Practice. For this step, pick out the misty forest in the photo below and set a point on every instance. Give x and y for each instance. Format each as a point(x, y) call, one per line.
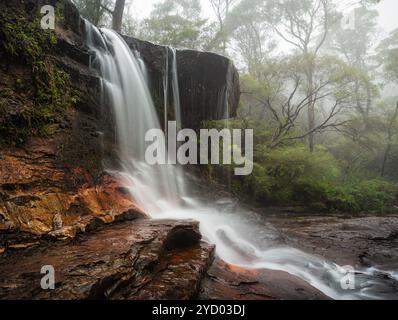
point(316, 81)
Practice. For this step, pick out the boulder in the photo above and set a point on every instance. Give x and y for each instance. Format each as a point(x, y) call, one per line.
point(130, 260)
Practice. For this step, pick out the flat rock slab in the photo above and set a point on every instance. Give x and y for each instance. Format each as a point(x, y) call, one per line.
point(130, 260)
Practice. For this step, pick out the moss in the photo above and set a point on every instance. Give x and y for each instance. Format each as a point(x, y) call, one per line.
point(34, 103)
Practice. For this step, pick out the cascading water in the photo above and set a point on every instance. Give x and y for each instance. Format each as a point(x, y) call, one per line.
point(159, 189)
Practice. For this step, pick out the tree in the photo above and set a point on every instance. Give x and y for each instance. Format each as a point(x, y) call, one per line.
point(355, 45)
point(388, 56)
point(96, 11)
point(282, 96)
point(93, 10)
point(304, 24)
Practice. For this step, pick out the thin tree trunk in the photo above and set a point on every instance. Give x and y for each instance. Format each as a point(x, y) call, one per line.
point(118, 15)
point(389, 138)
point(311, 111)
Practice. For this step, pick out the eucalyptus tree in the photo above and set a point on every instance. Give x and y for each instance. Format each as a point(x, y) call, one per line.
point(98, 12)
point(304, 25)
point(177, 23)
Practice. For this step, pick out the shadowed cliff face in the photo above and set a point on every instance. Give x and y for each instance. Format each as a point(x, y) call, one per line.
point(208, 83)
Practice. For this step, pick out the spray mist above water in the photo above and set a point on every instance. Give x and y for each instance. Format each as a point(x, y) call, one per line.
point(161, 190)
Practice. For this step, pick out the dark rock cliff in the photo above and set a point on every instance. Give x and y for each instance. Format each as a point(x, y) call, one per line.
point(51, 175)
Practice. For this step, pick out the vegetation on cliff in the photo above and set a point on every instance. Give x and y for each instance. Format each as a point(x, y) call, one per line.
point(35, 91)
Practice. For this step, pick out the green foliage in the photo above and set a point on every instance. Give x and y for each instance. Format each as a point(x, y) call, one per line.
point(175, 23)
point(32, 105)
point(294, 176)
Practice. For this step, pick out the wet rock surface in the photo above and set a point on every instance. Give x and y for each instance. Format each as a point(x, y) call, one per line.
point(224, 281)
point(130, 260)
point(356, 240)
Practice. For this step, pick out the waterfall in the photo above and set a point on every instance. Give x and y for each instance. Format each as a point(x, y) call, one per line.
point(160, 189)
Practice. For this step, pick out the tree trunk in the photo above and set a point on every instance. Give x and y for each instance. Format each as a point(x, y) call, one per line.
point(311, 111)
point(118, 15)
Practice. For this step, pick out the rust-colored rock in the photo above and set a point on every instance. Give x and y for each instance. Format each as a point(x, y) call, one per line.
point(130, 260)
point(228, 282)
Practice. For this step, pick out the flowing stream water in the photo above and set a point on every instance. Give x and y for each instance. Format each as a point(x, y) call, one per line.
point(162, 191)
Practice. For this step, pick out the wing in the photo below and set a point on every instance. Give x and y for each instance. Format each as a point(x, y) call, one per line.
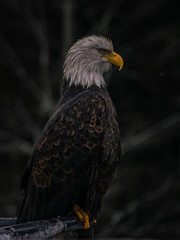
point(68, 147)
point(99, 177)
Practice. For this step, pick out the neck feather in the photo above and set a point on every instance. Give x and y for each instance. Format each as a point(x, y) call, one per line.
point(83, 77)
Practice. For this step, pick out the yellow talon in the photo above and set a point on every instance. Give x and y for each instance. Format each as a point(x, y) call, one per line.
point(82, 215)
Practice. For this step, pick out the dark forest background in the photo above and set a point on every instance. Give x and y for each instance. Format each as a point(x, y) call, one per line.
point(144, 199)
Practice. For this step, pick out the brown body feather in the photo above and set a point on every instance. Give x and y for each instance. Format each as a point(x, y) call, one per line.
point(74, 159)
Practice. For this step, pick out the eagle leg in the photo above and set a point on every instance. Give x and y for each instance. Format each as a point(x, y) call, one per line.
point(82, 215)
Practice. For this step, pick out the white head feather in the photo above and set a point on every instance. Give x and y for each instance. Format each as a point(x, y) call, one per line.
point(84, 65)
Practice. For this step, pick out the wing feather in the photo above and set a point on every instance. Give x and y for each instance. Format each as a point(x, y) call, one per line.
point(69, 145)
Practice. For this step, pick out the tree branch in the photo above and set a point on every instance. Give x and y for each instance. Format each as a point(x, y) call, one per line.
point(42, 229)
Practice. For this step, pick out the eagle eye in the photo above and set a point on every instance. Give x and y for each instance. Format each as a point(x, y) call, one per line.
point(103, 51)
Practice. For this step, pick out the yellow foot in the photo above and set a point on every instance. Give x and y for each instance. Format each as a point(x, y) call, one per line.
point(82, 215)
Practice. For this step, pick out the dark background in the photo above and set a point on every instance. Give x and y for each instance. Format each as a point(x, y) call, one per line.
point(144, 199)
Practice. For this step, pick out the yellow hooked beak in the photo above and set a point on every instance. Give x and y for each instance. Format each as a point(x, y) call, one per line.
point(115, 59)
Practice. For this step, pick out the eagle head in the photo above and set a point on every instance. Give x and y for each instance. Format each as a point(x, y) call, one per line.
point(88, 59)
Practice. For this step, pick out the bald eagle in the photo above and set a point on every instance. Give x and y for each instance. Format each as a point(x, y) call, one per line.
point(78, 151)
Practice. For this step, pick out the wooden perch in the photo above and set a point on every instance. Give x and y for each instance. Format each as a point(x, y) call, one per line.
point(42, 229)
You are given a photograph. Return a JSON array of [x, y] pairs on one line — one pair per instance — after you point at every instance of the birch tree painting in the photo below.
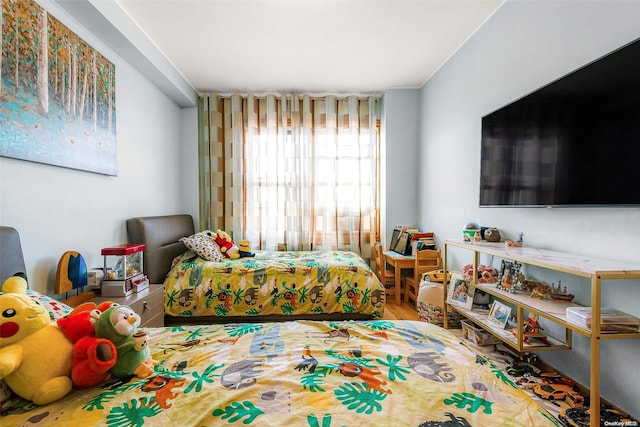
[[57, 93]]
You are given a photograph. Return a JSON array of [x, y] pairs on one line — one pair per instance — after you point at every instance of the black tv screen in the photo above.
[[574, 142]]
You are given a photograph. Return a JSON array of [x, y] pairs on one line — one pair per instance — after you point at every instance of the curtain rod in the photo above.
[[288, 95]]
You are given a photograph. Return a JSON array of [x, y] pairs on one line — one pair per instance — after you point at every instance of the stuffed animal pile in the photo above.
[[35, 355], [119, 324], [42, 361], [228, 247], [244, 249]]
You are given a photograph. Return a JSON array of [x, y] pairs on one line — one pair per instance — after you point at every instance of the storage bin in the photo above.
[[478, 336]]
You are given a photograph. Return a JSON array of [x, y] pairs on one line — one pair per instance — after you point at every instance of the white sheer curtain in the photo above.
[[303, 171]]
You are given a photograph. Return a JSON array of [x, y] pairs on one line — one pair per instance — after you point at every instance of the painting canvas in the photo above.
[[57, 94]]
|---|
Your task: Each entry must be retyped word for word, with every image omitted.

Solution for this task:
Practice. For this step, pick out the misty forest in the photo below and set a point on every instance. Give x and y for each instance. Format each as a point(x, y) call, one per line.
point(316, 81)
Practice. For this step, pick out the boulder in the photo above and set a point on every instance. Give x and y for each instance. Format each as a point(x, y) call, one per line.
point(130, 260)
Practice. For this step, pick out the flat rock slab in the photo above and set a point on every instance. Give x and y for each instance. Format each as a point(x, y) call, one per line.
point(130, 260)
Practice. For this step, pick out the moss in the photo above and set a point on every instance. Give x and y for each instance. Format each as a point(x, y) call, one per line.
point(34, 103)
Practice. For this step, pick out the cascading water in the photo above and set a point on every instance. Give x and y for each instance. Format each as a point(x, y) call, one per line.
point(159, 189)
Practice. For this step, pick out the tree in the photo above and set a point on every instance. Give x and y for each instance. Format each as a point(x, y) call, one per line.
point(355, 45)
point(388, 56)
point(96, 11)
point(282, 96)
point(93, 10)
point(304, 24)
Practice. For this step, pick out the thin tree trunk in the photo above and set a point on every instance. Give x and y for each instance. Format each as a point(x, y) call, one per line.
point(118, 15)
point(389, 138)
point(311, 111)
Practice. For this step, pick out the eucalyptus tree in the photo above and set a point on every instance. Give x and y for each instance. Format each as a point(x, y) call, one per line.
point(98, 12)
point(304, 25)
point(177, 23)
Practice. For this step, pick out the shadowed cliff face in the photo above and set a point on every instance. Give x and y for each instance. Format each as a point(x, y) call, one per line.
point(208, 83)
Practice. For this step, pick out the spray mist above water in the photo above and set a point on every instance. Give x and y for each instance. Format each as a point(x, y) call, one per line.
point(161, 190)
Practice. For this step, pick out the dark rock cliff in the photo above and set a point on every instance. Give x and y for each instance. Format each as a point(x, y) call, one per line.
point(51, 175)
Practice. For this step, pick out the vegetation on cliff in the photo above and set a point on every instance. Give x and y for each instance. Format each as a point(x, y) call, one per line.
point(35, 91)
Practice. For this step, pick out the green foliage in the photo above and set a point on every instance. Give x and y for each instance. Format each as a point(x, y) call, one per line.
point(175, 23)
point(32, 105)
point(294, 176)
Practice. For this step, pick out the wet rock surface in the photo above and set a point on every instance. Give x and y for each instance. Format each as a point(x, y) call, one per line.
point(224, 281)
point(130, 260)
point(356, 240)
Practice. For this step, pick out the waterfall in the photo above and set a point on every instance. Give x and y for each instance. Format each as a point(x, y) call, one per line.
point(160, 189)
Practice. For this step, pick out the tree trunk in the photo above and set a point on every instance. Give x and y for each instance. Format each as a point(x, y) call, one per line.
point(311, 111)
point(118, 15)
Practice. For this step, pick out the rust-colored rock in the photo above and set a point on every instance. Give x and y for each instance. Format each as a point(x, y) call, one per line.
point(130, 260)
point(228, 282)
Practice. For this step, pick out the flowing stream water in the photo above and set a point on every instance. Give x and y for each instance. Format each as a point(x, y) call, one per line.
point(162, 191)
Practice. For this step, pick out the wing in the photo below and set a point on every instance. Give x and y for each instance. Format each as a point(x, y) call, one per line.
point(68, 147)
point(99, 177)
Practice. For this step, pick out the neck feather in the photo above and set a point on every instance. Give x and y for each instance. Format each as a point(x, y) call, one per line.
point(83, 77)
Practice. For this step, pick out the yellow talon in the photo above and set a point on every instance. Give x and y for each instance. Format each as a point(x, y) call, one per line.
point(82, 215)
Practice. For this step, pick out the dark forest background in the photo above and set a point on every instance. Give x and y for each instance. Format each as a point(x, y) call, one per line.
point(144, 199)
Practice. For this step, pick out the brown body feather in the photo above and set a point on every instance. Give x and y for each instance. Format each as a point(x, y) call, one per line.
point(74, 159)
Practice. For this step, pick out the eagle leg in the photo above and set a point on every instance. Give x and y for each instance. Format each as a point(x, y) call, one per line.
point(82, 215)
Practice. For this step, pick out the white head feather in the photo above and set a point on every instance. Give x and y for each instance. Format each as a point(x, y) call, one per line.
point(84, 65)
Practice. For this step, pick out the wing feather in the photo above and set a point on every instance. Give x and y for each instance. Format each as a point(x, y) call, one per line.
point(69, 145)
Practice. For this step, pick out the tree branch in the photo above and set a point on every instance. Give x and y for each instance. Format each as a point(x, y) call, one per line.
point(42, 229)
Practice. For this step, pick out the eagle eye in the photo above and set a point on every instance. Give x and y for each instance. Format each as a point(x, y) call, one per line.
point(103, 51)
Practice. For this step, pick out the yellow foot in the photo above and set a point on every instance. Give x and y for each instance. Format each as a point(x, y) call, one per line.
point(82, 215)
Practice. For this step, pick out the dark background in the photo above and set a point on every instance. Give x and y for each instance. Format each as a point(x, y) call, one per line.
point(144, 199)
Practice. For this step, pick out the yellow hooked beak in the photo above and set a point on every instance. Give x and y for each instance. Format each as a point(x, y) call, one per line.
point(115, 59)
Practice. For this step, pick out the eagle head in the photo above and set a point on every instance. Give x and y for each instance. Format each as a point(x, y) call, one per line.
point(88, 59)
Practice. For this step, pick out the bald eagle in the photo above and set a point on every instance. Give x and y for each instance. Format each as a point(x, y) call, one per line.
point(78, 151)
Practice. For this step, pick out the wooden perch in the photo above and set a point on every instance. Give x and y for each instance. Format each as a point(x, y) call, one per line.
point(42, 229)
You are given a photograph. Return a JSON array of [x, y] pairs on one line — one pair per instance — after you point at every instance of the birch tree painting in the photo below.
[[57, 93]]
You are given a photograph. Return a JSON array of [x, y] pairs on one line — one pair per instance — after you point at every instance of the black tv screen in the photo above.
[[574, 142]]
You are given a photograph. Return a JSON array of [x, y] pairs on one line — one pair per instance — after you point at every instance of the curtain rod in the photo above.
[[288, 95]]
You are given a photograph. Return a JSON array of [x, y] pairs on one line — one pair per instance — after you point at every instance of the stuffed animal pile in the photo above.
[[35, 355], [119, 324], [42, 361], [228, 247], [244, 249]]
You are given a photograph. Return a JSON array of [x, y] pairs on one line — one pair per instance — after you point at every instance of the storage bin in the photo above.
[[478, 336]]
You are given a photograph. Return a JSON array of [x, y] pairs on one line — one pair per instance — after you point at every instance of the white sheer curtain in the photo above.
[[303, 171]]
You are given a photograph. Return a JSON array of [x, y] pairs on one line — one pair per instance — after you point at every instance of the painting canvas in the photo above.
[[57, 94]]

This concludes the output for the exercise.